Stated goal 1: Name every portfolio allocation method mentioned in the post on Sharpe Ratio adjustment in handcrafting.
Stated goal 2: Update the Sharpe Ratio post by writing out everything from "The problem is" down to "money losing strategies.", with "sampling error" changed to "estimation error".
Stated goal 3: Carry the post on Sharpe Ratio adjustment in handcrafting forward from the point where it stops.

======== Page ========

Tuesday 10 December 2019

New and Improved Sharpe Ratio adjustment in the handcrafting method

In my recent posts on skew and kurtosis I've put together a large number of ideas for possible trading strategies. The next step will be to create and test these ideas out. However I already know from my initial analysis that many of these ideas will probably have poor performance. This leaves me in something of a conundrum. In fact this is just one example of the conundrum that strategy developers face all the time.

Do I ignore these strategies completely, which will result in my historic back test being overstated (a sin I have named implicit fitting)? Or do I include them in a portfolio of strategies, and hope that the allocation methodology will downweight them because of their poor performance?

The problem is that methods for portfolio allocation tend to fall into one of two camps. There are robust methods that completely ignore performance, from the simple 'one over n' equal weighting all the way up to more complex methods like Hierarchical Risk Parity (HRP). Those that do use the performance of strategies, like the basic naive Markowitz optimisation, tend to be very un-robust. Small differences in mean result in big differences in allocation.

There is no easy answer here. On the one hand, the mean (or equivalently Sharpe Ratio) is the moment of the distribution with the largest sampling error, and which is the hardest to predict. On the other hand, there really ought to be some way to downweight and ultimately drop consistently money losing strategies.

In the handcrafting method, which I wrote about in some detail this time last year (the first post is here), I use a simple heuristic technique to adjust weights for different Sharpe Ratios. Basically it's the yellow line on this graph:

The x-axis shows the relative SR of an asset compared to the average of a portfolio (or sub-portfolio). The y-axis is the weighting that is applied. So for an asset with the average SR, the weighting factor is exactly 1.

======== Information shown ========

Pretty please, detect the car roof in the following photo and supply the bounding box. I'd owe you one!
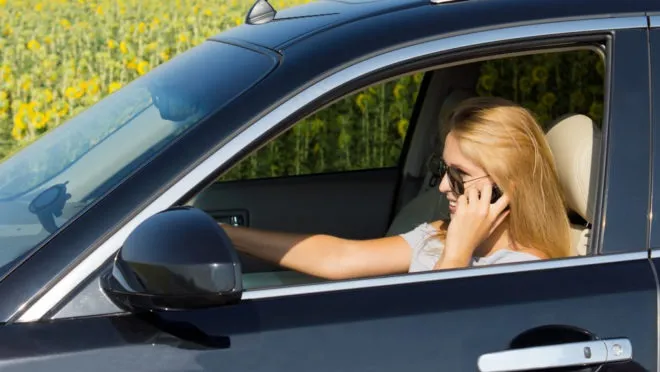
[211,0,660,51]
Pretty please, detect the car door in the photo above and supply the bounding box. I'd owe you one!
[0,13,658,372]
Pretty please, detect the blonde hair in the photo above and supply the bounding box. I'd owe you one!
[442,97,571,258]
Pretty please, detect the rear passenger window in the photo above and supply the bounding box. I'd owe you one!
[220,73,423,181]
[475,48,605,130]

========

Result 1: 'One over n' equal weighting, Hierarchical Risk Parity (HRP), naive Markowitz optimisation, and the handcrafting method.

Result 2:
The problem is that methods for portfolio allocation tend to fall into one of two camps. There are robust methods that completely ignore performance, from the simple 'one over n' equal weighting all the way up to more complex methods like Hierarchical Risk Parity (HRP). Those that do use the performance of strategies, like the basic naive Markowitz optimisation, tend to be very un-robust. Small differences in mean result in big differences in allocation.

There is no easy answer here. On the one hand, the mean (or equivalently Sharpe Ratio) is the moment of the distribution with the largest estimation error, and which is the hardest to predict. On the other hand, there really ought to be some way to downweight and ultimately drop consistently money losing strategies.

Result 3:
The method is then simple: we multiply all the weights in a (sub)portfolio by the weighting factor given by their relative SR. We then re-normalise the weights so they add up to 100%. Assets with higher SR have higher weights, and vice-versa. But extreme weights don't occur, since the weight multiplier is never below 0.6 or above 1.4.

(As an aside, the handcrafting method also accounts for uncertainty in correlations, but not in standard deviations. The latter is relatively small and has minimal effect on portfolio weights)

The heuristic has the advantage of being robust, fast and intuitive. The disadvantage is that this technique does not account for important factors. In particular, we can become more confident about our weighting when (a) we have more data and (b) the correlation between assets is higher. In the right circumstances a weight of almost zero would be justified - effectively entirely removing an asset or trading rule variation from the portfolio.

In this post I modify the simple heuristic to account for these factors. Although this slightly increases the calculation time for the handcrafted optimisation, it is worth doing. There will be python code.

Where does the heuristic come from?

The heuristic essentially comes from doing a portfolio optimisation on a very simple arbitrary portfolio, which has two assets with:

  • Asset one: some arbitrary Sharpe Ratio (I use SR=0.5 which makes sense for the sorts of trading rules I use)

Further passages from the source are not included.